*Text passage*
********
A year into the COVID-19 pandemic much has changed. Businesses and communities have adapted and readapted to meet a difficult moment, protect one another, and above all, survive. But with vaccine rollouts underway across the globe, a new moment is fast approaching. Firms that have weathered the storm will soon be called from the wings back to the economic stage. The question any such organization should ask is: Are we ready?
This is a call to action: To leverage the lessons learned, adversities overcome, and new processes and technologies adopted over the last year to compete in a soon-to-be reopened playing field. The window of opportunity may not last long, as businesses everywhere vie for new workers, new customers, and new contracts all at once.
To help the waste & recycling communities meet this fleeting moment, let’s explore some insights across markets, public policy, public opinion, and consumer preferences that present emerging opportunities in the post-pandemic arena.
Let's begin with a broad trend across markets and popular sentiment in the last 12 months: people are ditching carbon, fast.
Firstly, COVID lockdowns caused oil demand to plummet, resulting in over-supply for producers. OPEC cut production in response and recently pledged to maintain current rates through April, causing oil prices to jump.
Then there's the renewed fight against pollution across government and business, spurred by recent natural disasters like the 2020 California wildfires and 2021 Texas polar vortex. In January the United States rejoined the Paris Climate Agreement, and General Motors announced plans to sell only zero-emission light-duty vehicles beginning in 2035.
Even oil producers are positioning as climate-conscious: BP and the UAE are both pursuing investments in carbon capture - a process whereby carbon waste is funneled underground, without being released into the atmosphere.
Takeaways: What does this trend away from carbon mean for waste & recycling organizations?
Fuel prices stand to rise through at least the next few months and may increase further throughout 2021 as economies reopen and fuel demand surges. Maintaining efficient routing and dispatch operations will help keep costs down and margins up.
Both analysis and action are key here: Set up reporting on distance traveled per route, vehicle mileage per gallon, and current fuel prices to determine fuel use and cost over time. The work then begins to minimize marginal drive times per stop – for instance, by servicing a given area only on certain days of the week. Automated optimization tools can certainly help move the needle, especially with ad-hoc work.
Beyond reducing operating costs, diminished drive times also bring down your carbon footprint – and being green is in vogue. So, make sure to publicize your commitment towards a sustainable operating model! Social media is a great way to join leading brands and public figures to boost your profile in environmental awareness.
Let's now move from market trends to market friends: governments are turning to fiscal stimulus in 2021, as workers reentering the labor force need jobs to fill.
Much of this spending is slated for infrastructure projects. With a $1.9 trillion relief package has made its way through Congress in the US, the Biden Administration is upping the ante with an infrastructure package worth $3 trillion.
Likewise, the EU passed a €1.8 trillion stimulus package, including the €750B NextGenerationEU fund for environmental projects, digital infrastructure, and other crisis response initiatives across EU member states.
Takeaways: Public infrastructure spending means C&D contracts - lots of them, all at once, using government-compliant RFP processes.
To compete well in the procurement frenzy, you need to move fast while also protecting your margins. Incorporate templated price books as well as price indexing in your contracts to help address this duel need for speed and caution.
Importantly, highlight your commitment to the environment as a differentiator - particularly if the project involves green infrastructure. All else being equal, promoting sustainable practices could be a deciding factor.
Moreover, in addition to business re-openings en masse in the coming months, many new commercial customers are just arriving on the scene: According to the 2020 Yelp Economic Average Report, new US restaurants and food businesses were opening near pre-pandemic levels by Q4.
Takeaways: Lots of commercial prospects will soon enter or re-enter the market for waste & recycling contracts, and competition may hinge simply on how easy it is to shop and sign up for service.
Convenience is key, so enable customers to quickly answer questions, submit orders, and make payments as autonomously as possible. A customer portal that interfaces directly to your back office can help by removing barriers to action, as the need for a call or email follow-up from your staff. To help streamline the initial customer setup process, consider standardized default pricing via area-based service agreements.
In all, opportunity abounds in post-pandemic waste & recycling. From leveraging green PR to establishing nimble pricing and a proactive posture, savvy service providers will be well-positioned to take clearing skies by storm and hit the ground running.
********
*Supplied data*

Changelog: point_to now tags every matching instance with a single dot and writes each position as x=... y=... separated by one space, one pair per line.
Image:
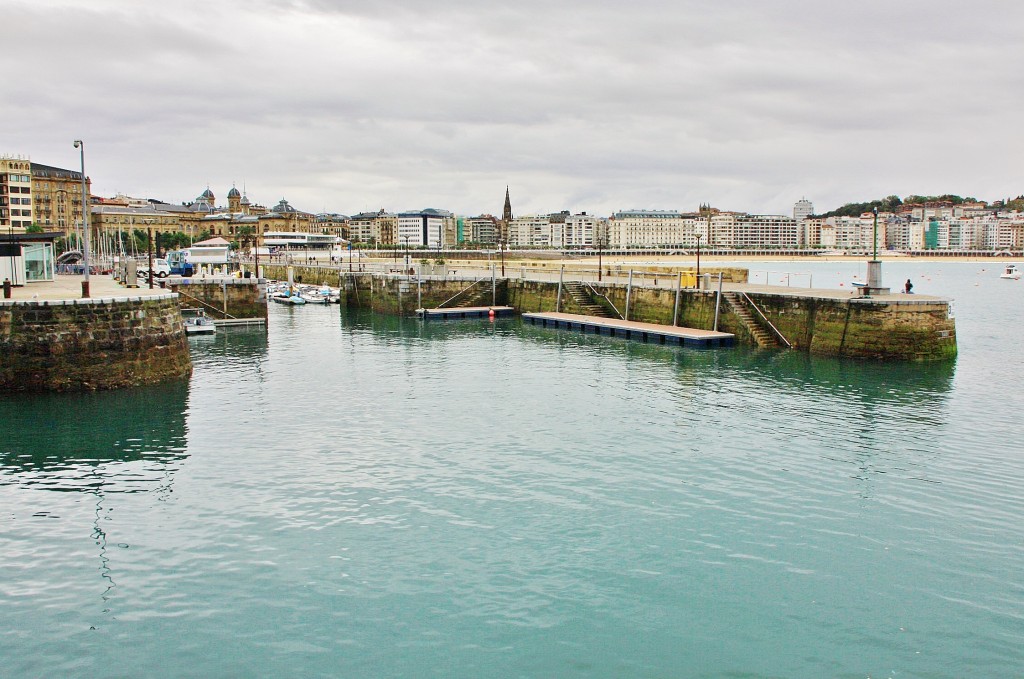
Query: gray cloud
********
*Questions to answer*
a – Reproduce the waste and recycling article verbatim, starting with "Let's now move" and going on through "EU member states.".
b – According to the waste and recycling article, in what year does General Motors plan to begin selling only zero-emission light-duty vehicles?
The lines have no role in this work.

*Responses by task*
a –
Let's now move from market trends to market friends: governments are turning to fiscal stimulus in 2021, as workers reentering the labor force need jobs to fill.
Much of this spending is slated for infrastructure projects. With a $1.9 trillion relief package has made its way through Congress in the US, the Biden Administration is upping the ante with an infrastructure package worth $3 trillion.
Likewise, the EU passed a €1.8 trillion stimulus package, including the €750B NextGenerationEU fund for environmental projects, digital infrastructure, and other crisis response initiatives across EU member states.

b – 2035